*TASKS:*
A) Print everything in the notebook excerpt from "The relationship between" down to "in the curve.".
B) Using the notebook excerpt, answer yes or no to each statement and quote the words that decide it: (i) The optimal number of neighbors was 96. (ii) The training set contains 10,000 samples. (iii) The relationship between the regularization strength and the sum of squared weights is described as somewhat logarithmic.

*SOURCE:*
====
The nearest neighbors model doesn't work very well in this scenario because there aren't any neighbors that are very near. By this I mean that the vectorized features are a sparse matrix so a large majority of the data that is used as nearest neighbors will be empty or at least not contain meaningful information. This is why the optimal number of neighbors was so high at 96, because we need to include that many points in the sparse matrix to have a few points of meaningful information
    
As discussed here https://medium.com/@sangha_deb/naive-bayes-vs-logistic-regression-a319b07a5d4c, The reason logistic regression does not work as well as Naive Bayes for this data set is likely due to a relatively small sample size. Both Naive Bayes and Logistic Regression will reach an asymptotic solution of predictive accuracy as sample size increases, but Naive Bayes will reach that asymptotic solution faster due to operating at O(log(n)) as compared to Logistic Regression with O(n). So the training set is 2034 samples and this is apparently not enough for Logistic Regression to win out. If we had 10,000 or 100,000 samples, Logistic Regression would likely perform better.
    
The relationship between the regularization strength, C, and the sum of squared weights is somewhat logarithmic. This makes sense because the regularization strength is a penalty to the total size of the weight to ensure that the sum squared weight does not become too large and thus overfit the data. So if the regularization is growing linearly, then the sum squared weights must grow less than linearly, but will still be growing, and this shows in the curve.

## Comparing weights of top 5 words for each label
Determine the five words with the largest weights for each of the four labels for 20 words in total. Create a table showing the weight of each of these freatures for each of the four labels. Create the same table using bigram features only, then repeat using unigram and bigram features

In [None]:
'''
The below function generates a word map which maps the top 5 words to 
their index in the logistic regression coefficient matrix. Then using 
those indices, find the coefficient/weight of each word for each 
label. The function returns a pandas DataFrame with the rownames as 
the array of top 5 words for each label, the columns names as each 
label, and the entries as the weight of that word for each label
'''
def top5_table(train_data, train_labels, grams=(1,1), num_words=5):
    
    # get the target labels
    labels = newsgroups_train['target_names']
    
    # vectorize the data and extract the vocabulary
    v = CountVectorizer(ngram_range=grams)
    f = v.fit_transform(train_data)
    vocab = v.vocabulary_
    
    # fit the logisitic regression to extract the coefficients (weights)
====
*DATA LINES:*
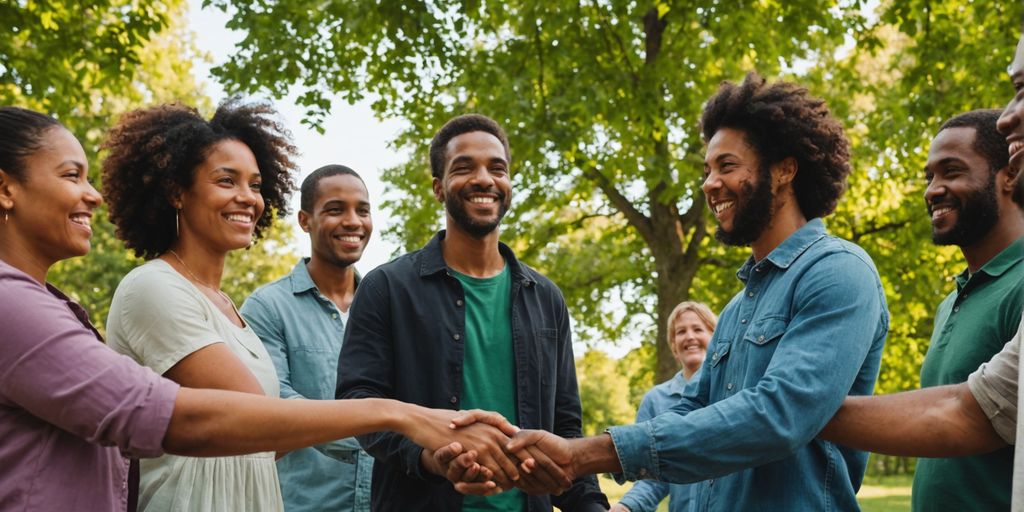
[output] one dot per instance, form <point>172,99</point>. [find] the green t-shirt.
====
*SOLUTION SET:*
A)
The relationship between the regularization strength, C, and the sum of squared weights is somewhat logarithmic. This makes sense because the regularization strength is a penalty to the total size of the weight to ensure that the sum squared weight does not become too large and thus overfit the data. So if the regularization is growing linearly, then the sum squared weights must grow less than linearly, but will still be growing, and this shows in the curve.

B)
(i) Yes: "the optimal number of neighbors was so high at 96"
(ii) No: "So the training set is 2034 samples"
(iii) Yes: "The relationship between the regularization strength, C, and the sum of squared weights is somewhat logarithmic."